— AIM OF THE EXERCISE —
Find every line in the records below that contains the string "sand", and copy each of those lines. Case matters when matching.

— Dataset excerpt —
◆ ◆ ◆ ◆

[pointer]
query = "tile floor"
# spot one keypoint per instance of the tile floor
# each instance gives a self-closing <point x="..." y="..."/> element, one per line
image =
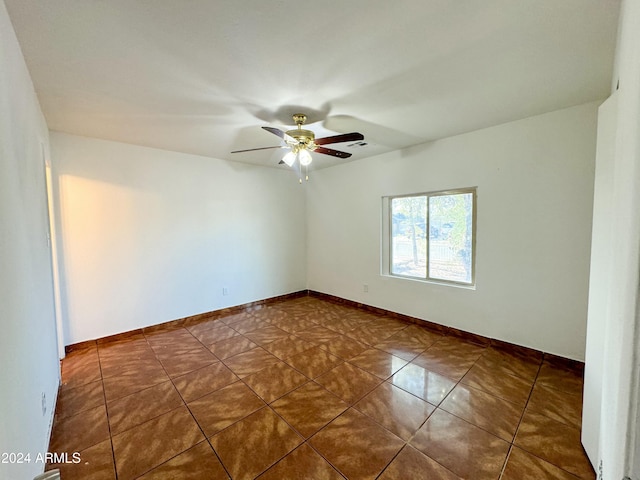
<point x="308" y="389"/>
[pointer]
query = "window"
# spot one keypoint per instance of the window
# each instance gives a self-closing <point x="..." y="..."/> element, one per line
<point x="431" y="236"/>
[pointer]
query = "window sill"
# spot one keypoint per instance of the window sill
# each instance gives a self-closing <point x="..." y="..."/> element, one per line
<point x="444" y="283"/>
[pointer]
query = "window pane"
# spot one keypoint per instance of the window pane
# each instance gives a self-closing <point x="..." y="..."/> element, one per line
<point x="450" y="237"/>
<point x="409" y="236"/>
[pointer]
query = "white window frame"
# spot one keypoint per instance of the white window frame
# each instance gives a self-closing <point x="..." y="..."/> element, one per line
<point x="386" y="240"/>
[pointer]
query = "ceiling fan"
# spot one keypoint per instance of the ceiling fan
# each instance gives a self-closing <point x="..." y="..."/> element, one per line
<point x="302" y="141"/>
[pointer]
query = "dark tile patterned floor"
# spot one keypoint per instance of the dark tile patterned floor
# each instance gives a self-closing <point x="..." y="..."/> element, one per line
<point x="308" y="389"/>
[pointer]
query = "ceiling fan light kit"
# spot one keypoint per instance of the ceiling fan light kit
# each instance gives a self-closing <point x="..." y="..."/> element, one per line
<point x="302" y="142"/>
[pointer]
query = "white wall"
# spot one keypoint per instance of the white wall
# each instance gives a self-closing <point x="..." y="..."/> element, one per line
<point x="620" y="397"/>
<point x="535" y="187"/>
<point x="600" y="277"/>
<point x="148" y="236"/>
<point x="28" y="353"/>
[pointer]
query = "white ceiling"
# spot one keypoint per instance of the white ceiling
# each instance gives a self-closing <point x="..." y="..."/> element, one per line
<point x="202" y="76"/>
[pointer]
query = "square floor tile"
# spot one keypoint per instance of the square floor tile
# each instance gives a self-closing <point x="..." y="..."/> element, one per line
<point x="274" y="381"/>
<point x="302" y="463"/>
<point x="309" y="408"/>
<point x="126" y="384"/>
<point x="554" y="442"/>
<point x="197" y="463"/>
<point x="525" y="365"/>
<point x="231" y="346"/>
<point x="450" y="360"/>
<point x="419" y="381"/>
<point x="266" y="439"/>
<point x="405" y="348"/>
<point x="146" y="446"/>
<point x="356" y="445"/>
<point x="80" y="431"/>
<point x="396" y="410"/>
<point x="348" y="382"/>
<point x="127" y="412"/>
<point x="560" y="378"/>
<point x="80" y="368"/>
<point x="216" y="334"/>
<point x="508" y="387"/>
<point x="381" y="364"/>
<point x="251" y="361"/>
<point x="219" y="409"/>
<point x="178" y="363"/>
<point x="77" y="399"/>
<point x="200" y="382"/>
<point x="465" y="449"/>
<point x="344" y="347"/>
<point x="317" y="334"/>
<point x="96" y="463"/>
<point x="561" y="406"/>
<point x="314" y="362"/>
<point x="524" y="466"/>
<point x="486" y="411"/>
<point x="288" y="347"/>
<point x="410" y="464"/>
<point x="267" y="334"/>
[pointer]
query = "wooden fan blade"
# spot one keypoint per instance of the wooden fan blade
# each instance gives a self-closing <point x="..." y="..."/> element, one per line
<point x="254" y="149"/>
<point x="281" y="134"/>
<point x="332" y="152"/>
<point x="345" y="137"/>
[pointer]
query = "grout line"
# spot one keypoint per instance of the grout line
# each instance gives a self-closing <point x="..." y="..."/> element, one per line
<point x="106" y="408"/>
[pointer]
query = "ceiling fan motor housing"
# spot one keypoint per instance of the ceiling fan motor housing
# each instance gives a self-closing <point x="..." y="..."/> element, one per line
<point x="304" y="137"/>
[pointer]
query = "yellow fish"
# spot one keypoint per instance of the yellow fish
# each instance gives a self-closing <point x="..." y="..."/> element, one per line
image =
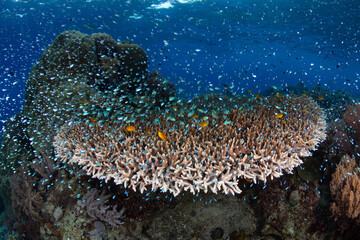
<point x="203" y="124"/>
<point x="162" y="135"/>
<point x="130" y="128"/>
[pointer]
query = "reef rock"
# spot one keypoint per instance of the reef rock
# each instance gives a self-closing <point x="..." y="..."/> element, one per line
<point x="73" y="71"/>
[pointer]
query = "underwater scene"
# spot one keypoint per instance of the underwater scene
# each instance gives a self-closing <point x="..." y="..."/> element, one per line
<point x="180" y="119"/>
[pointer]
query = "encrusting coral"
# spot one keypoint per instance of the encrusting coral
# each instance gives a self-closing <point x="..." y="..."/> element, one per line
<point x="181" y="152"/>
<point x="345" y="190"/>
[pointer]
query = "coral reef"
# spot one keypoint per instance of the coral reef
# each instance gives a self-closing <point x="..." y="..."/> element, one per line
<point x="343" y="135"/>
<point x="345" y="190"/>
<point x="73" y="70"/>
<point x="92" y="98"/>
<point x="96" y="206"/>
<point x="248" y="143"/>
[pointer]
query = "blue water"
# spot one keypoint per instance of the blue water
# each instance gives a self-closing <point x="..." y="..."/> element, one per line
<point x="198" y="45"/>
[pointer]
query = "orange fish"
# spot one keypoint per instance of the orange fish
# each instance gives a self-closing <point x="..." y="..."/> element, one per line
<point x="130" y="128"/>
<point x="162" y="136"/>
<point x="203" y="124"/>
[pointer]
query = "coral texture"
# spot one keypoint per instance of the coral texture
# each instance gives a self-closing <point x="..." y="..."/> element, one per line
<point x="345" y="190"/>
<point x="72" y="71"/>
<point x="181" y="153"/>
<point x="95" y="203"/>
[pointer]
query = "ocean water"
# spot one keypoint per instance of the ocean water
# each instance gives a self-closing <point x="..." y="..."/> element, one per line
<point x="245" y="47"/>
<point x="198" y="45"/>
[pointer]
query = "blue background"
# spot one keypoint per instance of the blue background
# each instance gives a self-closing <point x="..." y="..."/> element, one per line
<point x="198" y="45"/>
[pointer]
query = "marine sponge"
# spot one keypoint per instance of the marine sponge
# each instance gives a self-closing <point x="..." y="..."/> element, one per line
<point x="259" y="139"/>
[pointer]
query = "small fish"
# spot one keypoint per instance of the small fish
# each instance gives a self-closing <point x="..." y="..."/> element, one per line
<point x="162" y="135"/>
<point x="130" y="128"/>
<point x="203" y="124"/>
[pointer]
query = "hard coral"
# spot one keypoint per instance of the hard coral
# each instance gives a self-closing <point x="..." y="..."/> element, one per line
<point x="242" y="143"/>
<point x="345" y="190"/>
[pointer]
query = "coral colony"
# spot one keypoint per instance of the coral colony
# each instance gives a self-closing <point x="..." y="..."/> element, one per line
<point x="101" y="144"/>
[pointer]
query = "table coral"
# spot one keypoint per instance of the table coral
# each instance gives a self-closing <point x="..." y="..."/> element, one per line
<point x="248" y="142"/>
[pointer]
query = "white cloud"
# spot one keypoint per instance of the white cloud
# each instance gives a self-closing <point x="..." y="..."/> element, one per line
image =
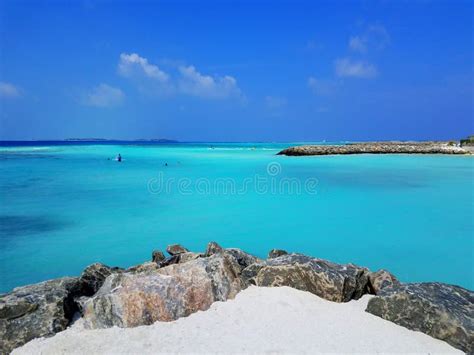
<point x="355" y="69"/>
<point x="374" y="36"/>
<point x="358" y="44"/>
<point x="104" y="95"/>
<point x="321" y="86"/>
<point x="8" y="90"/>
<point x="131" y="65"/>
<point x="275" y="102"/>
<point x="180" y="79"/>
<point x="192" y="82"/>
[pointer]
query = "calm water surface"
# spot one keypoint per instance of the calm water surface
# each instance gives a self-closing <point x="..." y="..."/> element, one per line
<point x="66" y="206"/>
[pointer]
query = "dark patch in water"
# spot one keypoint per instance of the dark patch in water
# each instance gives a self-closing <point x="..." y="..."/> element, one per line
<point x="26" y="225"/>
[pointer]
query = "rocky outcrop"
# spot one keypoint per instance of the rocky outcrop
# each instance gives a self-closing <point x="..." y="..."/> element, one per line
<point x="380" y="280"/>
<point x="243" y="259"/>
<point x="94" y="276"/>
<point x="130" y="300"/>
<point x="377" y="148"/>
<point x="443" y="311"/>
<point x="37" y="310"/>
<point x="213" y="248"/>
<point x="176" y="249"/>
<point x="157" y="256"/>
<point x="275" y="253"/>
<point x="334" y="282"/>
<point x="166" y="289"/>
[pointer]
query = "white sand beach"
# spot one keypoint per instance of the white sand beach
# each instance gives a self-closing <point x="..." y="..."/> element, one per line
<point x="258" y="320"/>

◆ ◆ ◆ ◆

— EXERCISE ANSWER —
query = "white sand beach"
# spot one keypoint per instance of the white sand beach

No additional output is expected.